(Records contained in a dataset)
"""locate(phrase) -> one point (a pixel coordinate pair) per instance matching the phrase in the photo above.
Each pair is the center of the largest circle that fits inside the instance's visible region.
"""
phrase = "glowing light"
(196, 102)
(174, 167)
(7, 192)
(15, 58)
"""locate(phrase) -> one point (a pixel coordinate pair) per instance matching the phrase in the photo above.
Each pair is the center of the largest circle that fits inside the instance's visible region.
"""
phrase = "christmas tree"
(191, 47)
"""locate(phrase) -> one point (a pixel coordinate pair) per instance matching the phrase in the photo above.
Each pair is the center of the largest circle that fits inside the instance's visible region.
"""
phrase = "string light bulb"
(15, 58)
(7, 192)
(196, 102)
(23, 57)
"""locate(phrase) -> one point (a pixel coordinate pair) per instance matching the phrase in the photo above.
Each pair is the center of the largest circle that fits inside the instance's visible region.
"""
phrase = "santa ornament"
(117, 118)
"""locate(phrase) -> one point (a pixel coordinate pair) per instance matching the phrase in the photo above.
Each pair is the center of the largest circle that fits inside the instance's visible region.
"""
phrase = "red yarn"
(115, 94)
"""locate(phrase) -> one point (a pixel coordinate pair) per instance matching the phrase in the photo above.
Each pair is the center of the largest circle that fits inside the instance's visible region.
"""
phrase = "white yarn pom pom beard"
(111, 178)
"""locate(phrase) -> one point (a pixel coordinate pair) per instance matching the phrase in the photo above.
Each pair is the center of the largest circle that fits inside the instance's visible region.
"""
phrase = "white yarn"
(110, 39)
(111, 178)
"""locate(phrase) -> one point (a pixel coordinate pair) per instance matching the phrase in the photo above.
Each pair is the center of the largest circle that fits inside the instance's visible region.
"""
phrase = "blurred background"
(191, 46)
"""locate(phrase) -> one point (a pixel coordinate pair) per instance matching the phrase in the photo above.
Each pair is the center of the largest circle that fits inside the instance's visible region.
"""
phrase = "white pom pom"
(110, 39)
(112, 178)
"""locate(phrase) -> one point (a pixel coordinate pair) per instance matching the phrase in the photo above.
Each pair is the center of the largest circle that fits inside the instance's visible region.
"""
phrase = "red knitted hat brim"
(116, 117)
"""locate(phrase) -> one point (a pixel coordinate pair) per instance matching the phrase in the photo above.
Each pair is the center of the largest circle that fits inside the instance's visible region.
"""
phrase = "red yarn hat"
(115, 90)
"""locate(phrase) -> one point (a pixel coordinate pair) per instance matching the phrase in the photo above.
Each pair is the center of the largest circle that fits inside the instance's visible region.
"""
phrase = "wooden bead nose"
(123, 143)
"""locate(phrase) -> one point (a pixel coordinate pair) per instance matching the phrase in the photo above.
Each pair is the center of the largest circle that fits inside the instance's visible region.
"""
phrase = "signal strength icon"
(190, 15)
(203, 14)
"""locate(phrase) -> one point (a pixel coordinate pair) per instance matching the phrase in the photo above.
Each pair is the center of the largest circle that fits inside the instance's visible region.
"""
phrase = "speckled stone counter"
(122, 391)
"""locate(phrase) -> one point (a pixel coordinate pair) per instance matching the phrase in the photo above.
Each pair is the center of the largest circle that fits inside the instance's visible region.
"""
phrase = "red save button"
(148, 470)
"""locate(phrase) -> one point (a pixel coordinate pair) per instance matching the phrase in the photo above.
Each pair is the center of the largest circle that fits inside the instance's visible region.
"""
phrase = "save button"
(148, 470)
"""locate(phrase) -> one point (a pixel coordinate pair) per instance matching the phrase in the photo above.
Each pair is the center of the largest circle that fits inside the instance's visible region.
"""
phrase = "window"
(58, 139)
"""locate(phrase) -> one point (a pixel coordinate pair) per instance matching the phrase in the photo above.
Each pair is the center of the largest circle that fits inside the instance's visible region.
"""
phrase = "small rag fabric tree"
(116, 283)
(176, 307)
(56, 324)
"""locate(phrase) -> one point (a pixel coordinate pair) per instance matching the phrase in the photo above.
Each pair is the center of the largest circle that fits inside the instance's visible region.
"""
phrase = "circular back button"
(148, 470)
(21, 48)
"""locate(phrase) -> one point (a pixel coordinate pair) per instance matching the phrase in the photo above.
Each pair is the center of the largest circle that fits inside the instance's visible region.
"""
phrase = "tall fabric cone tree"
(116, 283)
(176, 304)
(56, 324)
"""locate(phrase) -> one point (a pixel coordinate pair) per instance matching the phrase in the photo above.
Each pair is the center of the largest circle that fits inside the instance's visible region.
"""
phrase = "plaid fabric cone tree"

# [Task]
Please reproduce each line exactly as written.

# [Written answer]
"""locate(phrase) -> one point (a pixel coordinate pair) per instance matching the phrase in the photo above.
Each pair is the center of the largest circle that fits inside the instance's visible region.
"""
phrase = "glowing light"
(196, 102)
(174, 167)
(7, 192)
(15, 58)
"""locate(phrase) -> one point (a pixel coordinate pair) per instance matching the phrase in the photo above.
Each pair is the center of the largest circle that fits inside the instance's visible region.
"""
phrase = "christmas tree"
(191, 47)
"""locate(phrase) -> one point (a pixel coordinate pair) per instance matching the phrase in the photo above.
Each pair is the center of the largest circle that fits inside the instance's visible region.
"""
phrase = "string light bulb"
(15, 58)
(7, 192)
(196, 102)
(23, 57)
"""locate(phrase) -> one point (a pixel coordinate pair) per instance matching the phrase in the photo above.
Each pair is the center of the largest circle that fits inside the instance's visible region.
"""
phrase = "santa ornament"
(117, 118)
"""locate(phrase) -> one point (a pixel coordinate pair) per instance matching the phrase in the photo above.
Each pair is the center of the largest circle that fits inside the instance's visible region.
"""
phrase = "red yarn"
(115, 94)
"""locate(phrase) -> one point (a pixel coordinate pair) per instance matching the phrase in the photo above.
Each pair is the center of the largest circle that fits inside the instance's visible region.
"""
phrase = "white yarn pom pom beard"
(111, 178)
"""locate(phrase) -> one point (a pixel coordinate pair) per instance matching the phrase in the photo above.
Each pair is the center of the largest circle that fits inside the instance's visible region.
"""
phrase = "white yarn"
(110, 39)
(111, 178)
"""locate(phrase) -> one point (a pixel coordinate pair) per instance matching the phrase in the photo above.
Each pair is the center of the largest circle that fits inside the instance's visible region.
"""
phrase = "blurred background"
(191, 46)
"""locate(phrase) -> one point (a pixel coordinate pair) per instance matching the phrase in the photo above.
Each pair is the center of the largest circle that fits inside the instance's visible region.
"""
phrase = "white pom pom"
(110, 39)
(112, 178)
"""locate(phrase) -> one point (a pixel coordinate pair) per instance matching the phrase in the photo above.
Each pair is the center of the largest circle that fits inside the instance's visible region.
"""
phrase = "red knitted hat brim"
(116, 117)
"""locate(phrase) -> one point (a pixel coordinate pair) per instance matching the phrase in the photo above.
Each pair is the center of the largest circle that fits inside the instance's visible region.
"""
phrase = "red yarn hat"
(115, 90)
"""locate(phrase) -> one point (a pixel coordinate pair) per instance matching the phrase in the photo above.
Each pair is the center of the largest circle that fits inside the instance's visible region.
"""
phrase = "wooden bead nose"
(123, 143)
"""locate(phrase) -> one point (a pixel coordinate pair) per instance matching the phrase in the photo above.
Each pair is the center of the largest circle that fits inside the instance's visible region.
"""
phrase = "signal strength icon"
(190, 15)
(203, 14)
"""locate(phrase) -> one point (a pixel coordinate pair) per instance matching the phrase in the photo above.
Each pair is the center of the largest circle that fits inside the instance's visible region.
"""
phrase = "speckled stone counter"
(122, 391)
"""locate(phrase) -> one point (a pixel coordinate pair) per instance matching the phrase in the photo above.
Each pair is the center of the largest circle that fits inside the instance's visible region.
"""
phrase = "red save button"
(148, 470)
"""locate(phrase) -> one point (a pixel coordinate pair) per instance matching the phrase in the photo above.
Each pair is the center of the largest circle that fits inside the instance's visible region.
"""
phrase = "save button"
(148, 470)
"""locate(phrase) -> one point (a pixel coordinate pair) per instance matching the phrase in the photo above.
Each pair is the center of the largest circle that fits inside the instance's visible region.
"""
phrase = "window"
(58, 139)
"""locate(phrase) -> one point (a pixel coordinate pair) per instance matching the phrase in the photo above.
Each pair is the center of the largest circle that fits inside the instance's visible region.
"""
phrase = "small rag fabric tree"
(116, 283)
(176, 307)
(56, 324)
"""locate(phrase) -> one point (a pixel coordinate pair) per instance matching the phrase in the photo above.
Each pair is the center of the largest circle that fits inside the instance's visible region.
"""
phrase = "circular back button"
(148, 470)
(21, 48)
"""locate(phrase) -> one point (a pixel coordinate pair) per instance matching the phrase in the photo above.
Each pair is the center of the largest circle that fits inside the instance's visible region.
"""
phrase = "tall fabric cone tree"
(116, 283)
(176, 304)
(56, 324)
"""locate(phrase) -> one point (a pixel coordinate pair) per instance matching the phrase in the photo above.
Each pair is the center of the largest circle that fits inside the instance's visible region.
"""
phrase = "plaid fabric cone tree"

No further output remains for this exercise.